What is needed: Only the line containing "Check that each instance of the tent" and the lines after it, through the end of the data below, are to be returned, each exactly as it stands.
- - - - - - -
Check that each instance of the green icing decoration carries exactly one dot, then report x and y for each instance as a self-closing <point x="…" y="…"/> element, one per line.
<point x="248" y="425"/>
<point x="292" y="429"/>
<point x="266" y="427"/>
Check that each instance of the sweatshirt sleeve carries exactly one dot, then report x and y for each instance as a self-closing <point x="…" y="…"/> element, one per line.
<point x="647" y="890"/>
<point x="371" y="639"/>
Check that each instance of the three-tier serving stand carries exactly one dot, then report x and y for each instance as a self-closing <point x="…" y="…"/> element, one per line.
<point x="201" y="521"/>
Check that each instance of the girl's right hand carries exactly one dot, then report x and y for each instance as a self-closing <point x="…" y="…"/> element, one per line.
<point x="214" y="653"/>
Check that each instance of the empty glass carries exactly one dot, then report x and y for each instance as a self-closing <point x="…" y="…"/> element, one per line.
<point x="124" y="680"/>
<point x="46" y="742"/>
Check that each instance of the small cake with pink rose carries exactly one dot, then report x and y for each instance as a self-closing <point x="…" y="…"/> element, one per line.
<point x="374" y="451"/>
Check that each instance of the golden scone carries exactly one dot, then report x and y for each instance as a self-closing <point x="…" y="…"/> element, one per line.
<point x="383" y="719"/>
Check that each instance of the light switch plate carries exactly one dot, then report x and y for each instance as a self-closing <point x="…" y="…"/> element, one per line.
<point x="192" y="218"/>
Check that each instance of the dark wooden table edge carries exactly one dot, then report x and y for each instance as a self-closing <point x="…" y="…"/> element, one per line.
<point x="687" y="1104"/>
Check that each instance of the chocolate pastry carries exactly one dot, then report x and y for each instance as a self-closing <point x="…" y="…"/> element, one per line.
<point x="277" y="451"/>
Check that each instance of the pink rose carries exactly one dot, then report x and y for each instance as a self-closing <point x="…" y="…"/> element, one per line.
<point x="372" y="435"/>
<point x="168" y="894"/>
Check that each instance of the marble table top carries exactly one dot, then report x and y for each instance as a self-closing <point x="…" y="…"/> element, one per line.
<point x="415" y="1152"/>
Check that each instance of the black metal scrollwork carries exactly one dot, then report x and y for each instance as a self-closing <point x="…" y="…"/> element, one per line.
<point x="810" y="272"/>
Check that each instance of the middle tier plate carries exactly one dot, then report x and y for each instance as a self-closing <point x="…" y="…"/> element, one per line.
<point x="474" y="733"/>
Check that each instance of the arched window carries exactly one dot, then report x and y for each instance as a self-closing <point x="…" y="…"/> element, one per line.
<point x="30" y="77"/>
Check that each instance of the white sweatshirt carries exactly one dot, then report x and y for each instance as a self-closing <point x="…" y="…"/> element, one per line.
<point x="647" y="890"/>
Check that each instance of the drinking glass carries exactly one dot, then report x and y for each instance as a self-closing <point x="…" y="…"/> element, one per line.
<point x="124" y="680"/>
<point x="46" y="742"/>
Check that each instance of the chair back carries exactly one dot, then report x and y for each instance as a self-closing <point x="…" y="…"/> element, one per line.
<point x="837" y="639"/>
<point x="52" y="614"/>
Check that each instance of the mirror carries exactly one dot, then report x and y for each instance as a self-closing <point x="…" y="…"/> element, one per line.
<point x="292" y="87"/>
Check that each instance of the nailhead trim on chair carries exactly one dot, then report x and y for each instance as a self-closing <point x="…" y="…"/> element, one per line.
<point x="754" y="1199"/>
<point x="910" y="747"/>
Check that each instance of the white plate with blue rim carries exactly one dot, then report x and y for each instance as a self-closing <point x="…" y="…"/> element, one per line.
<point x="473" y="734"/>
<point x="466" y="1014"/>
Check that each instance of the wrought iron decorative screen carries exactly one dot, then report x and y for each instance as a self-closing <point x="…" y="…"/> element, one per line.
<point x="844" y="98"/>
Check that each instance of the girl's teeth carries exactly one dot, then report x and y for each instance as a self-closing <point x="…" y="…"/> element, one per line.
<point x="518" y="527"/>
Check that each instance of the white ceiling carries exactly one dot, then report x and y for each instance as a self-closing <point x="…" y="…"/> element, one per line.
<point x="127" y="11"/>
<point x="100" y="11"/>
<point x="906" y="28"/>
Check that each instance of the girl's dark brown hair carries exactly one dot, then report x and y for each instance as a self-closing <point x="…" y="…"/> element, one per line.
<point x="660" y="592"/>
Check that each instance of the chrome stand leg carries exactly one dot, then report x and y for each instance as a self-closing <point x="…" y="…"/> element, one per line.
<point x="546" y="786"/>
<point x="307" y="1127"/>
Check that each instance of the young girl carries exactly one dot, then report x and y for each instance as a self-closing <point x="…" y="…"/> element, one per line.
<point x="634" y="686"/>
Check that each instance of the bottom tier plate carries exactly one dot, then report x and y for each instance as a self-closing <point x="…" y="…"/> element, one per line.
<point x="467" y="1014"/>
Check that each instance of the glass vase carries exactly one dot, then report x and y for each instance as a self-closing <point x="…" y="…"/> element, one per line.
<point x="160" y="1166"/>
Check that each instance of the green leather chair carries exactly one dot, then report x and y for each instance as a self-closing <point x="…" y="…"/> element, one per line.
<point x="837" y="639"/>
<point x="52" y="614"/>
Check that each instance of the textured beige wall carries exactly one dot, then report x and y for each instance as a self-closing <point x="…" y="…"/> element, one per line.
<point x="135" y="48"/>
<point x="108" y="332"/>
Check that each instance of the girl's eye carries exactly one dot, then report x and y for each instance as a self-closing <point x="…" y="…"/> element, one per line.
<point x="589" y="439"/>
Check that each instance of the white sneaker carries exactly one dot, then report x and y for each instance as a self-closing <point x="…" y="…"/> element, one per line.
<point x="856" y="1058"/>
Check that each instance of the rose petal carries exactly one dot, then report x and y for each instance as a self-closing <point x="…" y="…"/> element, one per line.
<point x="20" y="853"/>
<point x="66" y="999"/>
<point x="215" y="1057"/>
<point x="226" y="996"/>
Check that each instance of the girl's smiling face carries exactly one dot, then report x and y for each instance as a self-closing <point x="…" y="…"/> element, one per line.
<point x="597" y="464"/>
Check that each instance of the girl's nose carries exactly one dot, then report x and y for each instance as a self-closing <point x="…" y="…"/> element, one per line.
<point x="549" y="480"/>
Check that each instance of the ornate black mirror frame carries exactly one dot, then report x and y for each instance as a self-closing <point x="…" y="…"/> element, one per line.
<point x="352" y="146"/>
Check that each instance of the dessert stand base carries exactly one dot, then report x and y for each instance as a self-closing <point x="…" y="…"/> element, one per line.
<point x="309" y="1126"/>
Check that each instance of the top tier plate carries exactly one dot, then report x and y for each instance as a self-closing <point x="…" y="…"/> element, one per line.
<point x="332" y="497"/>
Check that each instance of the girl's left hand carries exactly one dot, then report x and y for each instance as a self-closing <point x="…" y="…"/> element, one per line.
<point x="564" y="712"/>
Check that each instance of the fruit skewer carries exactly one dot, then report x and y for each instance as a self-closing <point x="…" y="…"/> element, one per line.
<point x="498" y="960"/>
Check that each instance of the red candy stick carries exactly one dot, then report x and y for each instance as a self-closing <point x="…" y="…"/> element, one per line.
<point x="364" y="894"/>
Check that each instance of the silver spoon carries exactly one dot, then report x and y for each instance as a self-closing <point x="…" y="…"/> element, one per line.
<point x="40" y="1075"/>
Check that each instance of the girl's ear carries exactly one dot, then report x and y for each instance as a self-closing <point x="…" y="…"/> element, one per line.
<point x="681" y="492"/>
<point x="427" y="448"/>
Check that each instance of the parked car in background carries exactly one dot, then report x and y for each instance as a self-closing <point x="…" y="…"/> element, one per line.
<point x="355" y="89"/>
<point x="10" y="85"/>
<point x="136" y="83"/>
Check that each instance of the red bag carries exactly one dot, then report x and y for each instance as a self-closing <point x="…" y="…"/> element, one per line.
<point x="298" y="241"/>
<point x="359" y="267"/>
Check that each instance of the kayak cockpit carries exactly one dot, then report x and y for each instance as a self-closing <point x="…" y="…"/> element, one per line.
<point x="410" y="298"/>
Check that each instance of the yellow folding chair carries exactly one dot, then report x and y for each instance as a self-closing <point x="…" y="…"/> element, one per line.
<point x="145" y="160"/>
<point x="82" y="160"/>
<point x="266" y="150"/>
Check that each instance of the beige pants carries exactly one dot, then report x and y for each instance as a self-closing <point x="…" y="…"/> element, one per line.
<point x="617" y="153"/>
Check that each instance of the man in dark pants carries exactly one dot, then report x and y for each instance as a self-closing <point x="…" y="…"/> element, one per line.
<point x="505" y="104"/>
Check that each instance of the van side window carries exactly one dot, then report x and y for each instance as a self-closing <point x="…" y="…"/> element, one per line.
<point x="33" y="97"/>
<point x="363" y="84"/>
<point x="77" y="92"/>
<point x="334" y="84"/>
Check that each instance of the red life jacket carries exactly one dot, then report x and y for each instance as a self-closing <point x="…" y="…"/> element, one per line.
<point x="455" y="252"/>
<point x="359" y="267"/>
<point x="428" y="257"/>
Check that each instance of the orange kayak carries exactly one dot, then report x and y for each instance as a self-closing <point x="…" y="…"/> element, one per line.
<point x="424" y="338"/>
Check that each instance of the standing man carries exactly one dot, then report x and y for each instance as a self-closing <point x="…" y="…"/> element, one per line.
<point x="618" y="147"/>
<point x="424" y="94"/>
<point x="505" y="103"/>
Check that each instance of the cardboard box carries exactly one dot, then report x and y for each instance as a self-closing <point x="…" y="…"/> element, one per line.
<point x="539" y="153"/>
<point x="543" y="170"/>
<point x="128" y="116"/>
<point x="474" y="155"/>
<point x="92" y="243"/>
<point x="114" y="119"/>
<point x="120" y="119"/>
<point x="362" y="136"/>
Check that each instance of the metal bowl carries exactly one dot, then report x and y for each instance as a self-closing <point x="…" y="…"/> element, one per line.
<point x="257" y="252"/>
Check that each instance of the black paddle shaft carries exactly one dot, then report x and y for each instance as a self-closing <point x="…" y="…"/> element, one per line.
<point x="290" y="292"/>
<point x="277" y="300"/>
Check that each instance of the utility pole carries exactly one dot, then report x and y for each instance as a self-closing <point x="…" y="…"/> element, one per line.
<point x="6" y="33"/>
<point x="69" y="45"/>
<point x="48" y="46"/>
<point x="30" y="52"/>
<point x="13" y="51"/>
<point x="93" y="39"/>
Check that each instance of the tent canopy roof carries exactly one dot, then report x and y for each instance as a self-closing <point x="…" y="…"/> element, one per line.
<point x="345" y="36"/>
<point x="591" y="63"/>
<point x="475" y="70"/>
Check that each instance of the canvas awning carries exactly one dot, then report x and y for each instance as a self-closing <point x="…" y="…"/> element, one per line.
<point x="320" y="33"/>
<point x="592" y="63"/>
- - - - - - -
Solution to the exercise:
Check that each instance of the tent canopy roof carries exactly one dot, then report x and y for each instance as a self-closing <point x="…" y="…"/> element, one per line.
<point x="345" y="36"/>
<point x="591" y="63"/>
<point x="475" y="70"/>
Check that each instance of the canvas awning carries exactly one dot, then report x and y for each instance as a self-closing <point x="…" y="…"/> element, one per line.
<point x="320" y="33"/>
<point x="592" y="63"/>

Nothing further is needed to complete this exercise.